<<<<
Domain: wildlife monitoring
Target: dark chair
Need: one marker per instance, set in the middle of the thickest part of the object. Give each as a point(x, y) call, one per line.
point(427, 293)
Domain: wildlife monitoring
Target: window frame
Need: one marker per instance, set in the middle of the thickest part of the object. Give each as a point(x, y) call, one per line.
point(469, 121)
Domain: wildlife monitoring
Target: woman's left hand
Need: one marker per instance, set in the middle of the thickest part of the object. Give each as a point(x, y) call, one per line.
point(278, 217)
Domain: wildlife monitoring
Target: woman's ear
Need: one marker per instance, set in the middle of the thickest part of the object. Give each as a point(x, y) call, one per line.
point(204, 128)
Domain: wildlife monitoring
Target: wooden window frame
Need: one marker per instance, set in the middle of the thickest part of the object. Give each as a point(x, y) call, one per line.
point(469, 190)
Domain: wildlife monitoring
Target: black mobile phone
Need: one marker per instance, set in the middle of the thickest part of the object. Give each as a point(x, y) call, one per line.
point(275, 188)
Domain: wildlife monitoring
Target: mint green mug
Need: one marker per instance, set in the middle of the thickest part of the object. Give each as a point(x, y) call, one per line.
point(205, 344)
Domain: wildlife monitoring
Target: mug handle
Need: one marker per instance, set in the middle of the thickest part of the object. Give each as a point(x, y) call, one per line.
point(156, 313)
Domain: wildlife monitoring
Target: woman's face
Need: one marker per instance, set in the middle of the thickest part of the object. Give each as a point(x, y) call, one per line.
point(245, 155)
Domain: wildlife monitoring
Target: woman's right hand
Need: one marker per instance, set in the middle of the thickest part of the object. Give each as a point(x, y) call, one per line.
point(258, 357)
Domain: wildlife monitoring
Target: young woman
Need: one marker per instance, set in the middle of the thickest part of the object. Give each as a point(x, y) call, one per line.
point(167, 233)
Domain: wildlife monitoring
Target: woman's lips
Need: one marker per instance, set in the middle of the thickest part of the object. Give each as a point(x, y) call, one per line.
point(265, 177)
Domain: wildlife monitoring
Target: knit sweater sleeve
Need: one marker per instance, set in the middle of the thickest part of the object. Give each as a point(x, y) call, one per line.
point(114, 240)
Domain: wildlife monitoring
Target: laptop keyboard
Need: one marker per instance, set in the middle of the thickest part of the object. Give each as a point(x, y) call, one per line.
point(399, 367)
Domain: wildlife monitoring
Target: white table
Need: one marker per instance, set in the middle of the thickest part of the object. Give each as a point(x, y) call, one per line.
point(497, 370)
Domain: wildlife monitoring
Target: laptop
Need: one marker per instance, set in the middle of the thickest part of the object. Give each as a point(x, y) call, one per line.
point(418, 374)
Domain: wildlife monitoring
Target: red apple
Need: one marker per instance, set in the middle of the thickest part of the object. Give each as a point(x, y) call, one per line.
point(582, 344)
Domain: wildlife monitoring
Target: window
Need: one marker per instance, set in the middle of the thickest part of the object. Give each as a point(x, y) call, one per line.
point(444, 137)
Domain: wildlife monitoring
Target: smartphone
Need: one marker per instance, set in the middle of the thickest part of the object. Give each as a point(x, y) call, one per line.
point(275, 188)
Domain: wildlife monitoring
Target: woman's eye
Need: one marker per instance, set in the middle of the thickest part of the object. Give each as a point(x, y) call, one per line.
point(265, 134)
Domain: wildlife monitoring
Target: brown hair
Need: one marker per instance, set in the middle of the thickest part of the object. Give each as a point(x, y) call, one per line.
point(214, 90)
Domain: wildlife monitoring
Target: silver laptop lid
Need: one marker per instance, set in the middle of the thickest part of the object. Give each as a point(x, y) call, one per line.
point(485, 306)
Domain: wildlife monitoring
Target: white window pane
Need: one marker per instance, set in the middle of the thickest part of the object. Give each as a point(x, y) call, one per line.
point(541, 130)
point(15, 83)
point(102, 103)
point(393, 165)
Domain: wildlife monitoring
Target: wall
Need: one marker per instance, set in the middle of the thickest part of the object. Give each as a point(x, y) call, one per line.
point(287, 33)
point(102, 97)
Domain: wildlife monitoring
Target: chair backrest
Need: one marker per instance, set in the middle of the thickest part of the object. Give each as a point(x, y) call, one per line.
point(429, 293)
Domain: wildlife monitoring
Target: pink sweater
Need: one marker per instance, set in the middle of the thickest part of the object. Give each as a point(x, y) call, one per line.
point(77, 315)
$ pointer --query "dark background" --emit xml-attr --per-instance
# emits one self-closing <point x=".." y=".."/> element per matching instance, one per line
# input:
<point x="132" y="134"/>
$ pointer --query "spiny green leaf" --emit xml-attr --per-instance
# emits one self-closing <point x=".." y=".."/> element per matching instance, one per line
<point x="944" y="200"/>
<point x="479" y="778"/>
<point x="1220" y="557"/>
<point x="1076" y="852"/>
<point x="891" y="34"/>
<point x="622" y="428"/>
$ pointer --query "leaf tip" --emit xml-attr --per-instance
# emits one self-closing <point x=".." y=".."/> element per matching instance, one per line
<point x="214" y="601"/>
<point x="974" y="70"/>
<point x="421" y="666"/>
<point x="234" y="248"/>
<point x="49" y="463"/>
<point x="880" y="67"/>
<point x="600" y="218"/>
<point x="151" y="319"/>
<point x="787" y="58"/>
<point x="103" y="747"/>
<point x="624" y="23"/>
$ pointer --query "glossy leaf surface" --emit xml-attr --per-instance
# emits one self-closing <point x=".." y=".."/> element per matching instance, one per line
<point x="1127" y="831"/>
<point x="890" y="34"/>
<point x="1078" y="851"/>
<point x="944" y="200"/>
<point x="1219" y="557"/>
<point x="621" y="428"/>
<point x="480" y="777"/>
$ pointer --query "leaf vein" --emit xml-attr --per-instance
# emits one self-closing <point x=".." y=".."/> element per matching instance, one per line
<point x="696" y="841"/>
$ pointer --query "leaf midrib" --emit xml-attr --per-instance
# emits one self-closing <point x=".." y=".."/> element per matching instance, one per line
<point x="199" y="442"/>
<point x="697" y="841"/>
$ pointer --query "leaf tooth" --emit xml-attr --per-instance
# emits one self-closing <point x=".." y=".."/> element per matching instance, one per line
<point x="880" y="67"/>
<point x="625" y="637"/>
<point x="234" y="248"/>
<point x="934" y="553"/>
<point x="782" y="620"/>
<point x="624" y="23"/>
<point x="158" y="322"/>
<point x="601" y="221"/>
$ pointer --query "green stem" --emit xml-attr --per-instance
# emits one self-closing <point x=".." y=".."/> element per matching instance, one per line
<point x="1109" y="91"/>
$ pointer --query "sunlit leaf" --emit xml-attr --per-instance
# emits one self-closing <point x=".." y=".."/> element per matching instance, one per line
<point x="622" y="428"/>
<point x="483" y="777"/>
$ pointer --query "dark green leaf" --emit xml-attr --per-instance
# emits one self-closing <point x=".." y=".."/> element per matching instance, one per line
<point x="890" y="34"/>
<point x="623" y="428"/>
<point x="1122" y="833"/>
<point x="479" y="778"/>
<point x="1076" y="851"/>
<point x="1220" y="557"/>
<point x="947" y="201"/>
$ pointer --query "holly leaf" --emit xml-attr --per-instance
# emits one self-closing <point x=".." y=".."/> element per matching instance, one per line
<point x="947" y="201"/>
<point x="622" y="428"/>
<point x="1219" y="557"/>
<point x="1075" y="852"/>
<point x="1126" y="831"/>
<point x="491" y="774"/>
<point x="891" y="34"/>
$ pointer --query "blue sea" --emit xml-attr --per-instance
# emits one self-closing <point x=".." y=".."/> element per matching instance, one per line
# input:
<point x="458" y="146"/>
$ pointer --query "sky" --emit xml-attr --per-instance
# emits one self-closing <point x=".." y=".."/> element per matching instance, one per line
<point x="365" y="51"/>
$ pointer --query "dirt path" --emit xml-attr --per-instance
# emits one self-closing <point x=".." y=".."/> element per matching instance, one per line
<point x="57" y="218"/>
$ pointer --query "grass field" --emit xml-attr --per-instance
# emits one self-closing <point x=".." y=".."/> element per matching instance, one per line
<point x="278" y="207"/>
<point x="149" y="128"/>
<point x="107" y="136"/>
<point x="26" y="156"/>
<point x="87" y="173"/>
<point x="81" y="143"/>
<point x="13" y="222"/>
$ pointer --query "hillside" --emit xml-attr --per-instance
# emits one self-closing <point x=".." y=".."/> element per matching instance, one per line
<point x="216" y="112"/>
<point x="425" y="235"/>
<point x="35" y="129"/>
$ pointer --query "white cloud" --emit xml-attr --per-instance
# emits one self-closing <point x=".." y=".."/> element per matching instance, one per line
>>>>
§ **WHAT IS EXPECTED**
In the data above, find the line with "Target: laptop keyboard" and the line with "Target: brown hair". Retype both, plus every line between them, exactly.

§ **WRITTEN ANSWER**
Target: laptop keyboard
Need: one marker per instance, set in the middle of the thickest part of the object. Give each as a point(x, y) call, one per line.
point(399, 367)
Domain: wildlife monitoring
Target: white table
Need: one marker per instance, set in the middle of the thickest part of the object. Give each as a point(x, y) call, one per line.
point(497, 370)
Domain: wildlife monitoring
Target: laptop
Need: one marker per instance, set in the middle of the thickest part of the object. Give each as a point(x, y) call, one per line.
point(418, 374)
Domain: wildlife monitoring
Target: red apple
Need: one marker per instance, set in the middle of the thickest part of the object. Give each as a point(x, y) call, one per line.
point(582, 344)
Domain: wildlife monitoring
Target: window
Need: one marker per instance, set in the middle of the thickest part of the object. Give each as a point(x, y) call, one per line.
point(444, 137)
Domain: wildlife monitoring
Target: smartphone
Need: one marker per instance, set in the middle of the thickest part of the object. Give each as a point(x, y) call, one per line.
point(275, 188)
Domain: wildlife monitoring
Target: woman's eye
Need: one marker per instance, set in the middle of the thickest part of the object. Give each as a point(x, y) call, one per line.
point(265, 134)
Domain: wildlife monitoring
Target: brown hair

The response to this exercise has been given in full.